■ **Entries supplied**:
***

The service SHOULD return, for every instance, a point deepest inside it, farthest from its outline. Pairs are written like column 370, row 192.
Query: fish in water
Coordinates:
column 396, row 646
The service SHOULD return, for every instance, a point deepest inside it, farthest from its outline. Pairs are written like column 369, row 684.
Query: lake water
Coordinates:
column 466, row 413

***

Copy all of the material above word for word, keeping every line unchanged.

The service SHOULD return, for every instance, a point deepest inside it, farthest from its outline. Pairs are written like column 370, row 192.
Query: fish in water
Coordinates:
column 396, row 646
The service SHOULD return, for every instance, a point deepest inside it, farthest from its outline. Pairs are written like column 369, row 684.
Query: lake water
Coordinates:
column 466, row 413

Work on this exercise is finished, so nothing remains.